• [Dataset records]
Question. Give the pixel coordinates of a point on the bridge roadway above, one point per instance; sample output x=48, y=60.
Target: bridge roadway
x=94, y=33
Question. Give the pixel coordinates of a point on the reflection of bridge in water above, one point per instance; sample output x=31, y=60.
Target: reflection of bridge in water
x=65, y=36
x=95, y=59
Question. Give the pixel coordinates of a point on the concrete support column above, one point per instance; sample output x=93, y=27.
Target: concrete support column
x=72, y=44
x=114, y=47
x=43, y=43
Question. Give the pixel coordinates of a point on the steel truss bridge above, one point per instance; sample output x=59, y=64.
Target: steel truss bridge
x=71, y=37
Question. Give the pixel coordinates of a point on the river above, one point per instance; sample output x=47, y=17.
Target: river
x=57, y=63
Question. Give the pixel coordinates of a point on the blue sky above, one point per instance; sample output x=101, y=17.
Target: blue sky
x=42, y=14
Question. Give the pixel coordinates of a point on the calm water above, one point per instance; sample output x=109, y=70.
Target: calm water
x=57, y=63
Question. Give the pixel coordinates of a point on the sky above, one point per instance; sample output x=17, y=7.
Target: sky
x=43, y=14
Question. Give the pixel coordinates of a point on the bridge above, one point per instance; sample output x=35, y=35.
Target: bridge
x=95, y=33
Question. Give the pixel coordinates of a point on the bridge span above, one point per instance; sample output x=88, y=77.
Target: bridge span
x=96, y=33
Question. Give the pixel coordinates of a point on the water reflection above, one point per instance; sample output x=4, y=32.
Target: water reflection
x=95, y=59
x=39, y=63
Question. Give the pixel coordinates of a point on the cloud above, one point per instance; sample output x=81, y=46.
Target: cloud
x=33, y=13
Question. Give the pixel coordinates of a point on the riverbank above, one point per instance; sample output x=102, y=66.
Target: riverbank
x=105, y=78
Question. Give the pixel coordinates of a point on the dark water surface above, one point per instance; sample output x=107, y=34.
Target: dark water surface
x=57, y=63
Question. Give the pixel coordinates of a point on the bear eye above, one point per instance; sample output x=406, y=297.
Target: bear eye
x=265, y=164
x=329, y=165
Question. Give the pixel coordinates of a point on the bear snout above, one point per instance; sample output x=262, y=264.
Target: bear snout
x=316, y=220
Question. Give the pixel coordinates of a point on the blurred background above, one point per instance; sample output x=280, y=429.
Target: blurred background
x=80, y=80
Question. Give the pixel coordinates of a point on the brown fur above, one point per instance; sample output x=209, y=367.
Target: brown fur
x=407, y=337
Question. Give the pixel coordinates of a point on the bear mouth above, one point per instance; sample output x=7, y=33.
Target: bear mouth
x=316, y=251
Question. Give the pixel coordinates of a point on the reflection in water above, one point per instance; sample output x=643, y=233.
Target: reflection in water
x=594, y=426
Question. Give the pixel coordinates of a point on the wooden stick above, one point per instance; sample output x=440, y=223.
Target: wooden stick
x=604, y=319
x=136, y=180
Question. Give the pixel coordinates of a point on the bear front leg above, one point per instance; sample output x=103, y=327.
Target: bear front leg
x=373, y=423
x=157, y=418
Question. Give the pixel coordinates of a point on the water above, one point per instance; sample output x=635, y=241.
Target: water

• [Given task]
Retype the records in full. Keep every line identical to the original.

• [Output of the task]
Question. Give the pixel coordinates of a point on the bridge roadway above, one point per instance; sample output x=48, y=60.
Target: bridge roadway
x=94, y=33
Question. Give the pixel coordinates of a point on the reflection of bridge in water above, one point per instance; sample output x=31, y=60.
Target: reflection of bridge in water
x=65, y=36
x=95, y=59
Question. Give the pixel coordinates of a point on the concrete support column above, one point per instance; sample output x=93, y=27.
Target: concrete support column
x=72, y=44
x=114, y=47
x=43, y=43
Question. Give the pixel coordinates of a point on the steel truss bridge above, one point per instance; sample output x=59, y=64.
Target: steel truss bridge
x=71, y=37
Question. Give the pixel coordinates of a point on the river above, one point per instance; sample output x=47, y=17.
Target: river
x=57, y=63
Question. Give the pixel coordinates of a point on the blue sky above, one point per instance; sample output x=101, y=17.
Target: blue sky
x=42, y=14
Question. Give the pixel coordinates of a point on the calm water above, one point per instance; sample output x=109, y=70.
Target: calm water
x=57, y=63
Question. Give the pixel coordinates of a point on the sky above, one point per instance; sample output x=17, y=7.
Target: sky
x=43, y=14
Question. Give the pixel coordinates of a point on the bridge above, one point per instance; sample output x=35, y=35.
Target: bridge
x=95, y=33
Question. Give the pixel coordinates of a point on the bridge span above, one point per instance; sample output x=88, y=77.
Target: bridge span
x=96, y=33
Question. Give the pixel coordinates of a point on the water reflection above, one point per instance; sample output x=4, y=32.
Target: water reflection
x=95, y=59
x=39, y=63
Question. Give the pixel coordinates of a point on the cloud above, one point per instance; sample output x=81, y=46.
Target: cloud
x=33, y=13
Question. Give the pixel coordinates of a point on the riverbank above, one point per instance; sample output x=102, y=66.
Target: riverbank
x=105, y=78
Question. Give the pixel coordinates of a point on the dark water surface above, one point per instance; sample output x=107, y=34.
Target: dark water surface
x=57, y=63
Question. Give the pixel coordinates of a point on the bear eye above, one point per instance; sample output x=406, y=297.
Target: bear eye
x=265, y=164
x=329, y=165
Question. Give the pixel coordinates of a point on the bear snout above, one point per instance; sample output x=262, y=264.
Target: bear snout
x=316, y=220
Question. Give the pixel coordinates of a point on the blurred background above, one point per instance; sample output x=280, y=429.
Target: blurred background
x=80, y=80
Question. Give the pixel coordinates of a point on the brown fur above, one point per instance; sample output x=209, y=367.
Target: brown fur
x=407, y=337
Question. Give the pixel coordinates of a point on the bear mouth above, one point per instance; sample output x=7, y=33.
Target: bear mouth
x=316, y=251
Question. Give the pixel coordinates of a point on the reflection in water above, one point per instance; sample output x=643, y=233.
Target: reflection in water
x=594, y=426
Question. Give the pixel coordinates of a point on the wooden stick above, one point per instance; sample output x=440, y=223.
Target: wooden stick
x=604, y=319
x=136, y=180
Question. Give the pixel coordinates of a point on the bear front leg above, one point per instance; sample output x=103, y=327.
Target: bear front leg
x=373, y=423
x=157, y=418
Question. Give the pixel coordinates of a point on the water above, one point per instance; sample output x=635, y=241.
Target: water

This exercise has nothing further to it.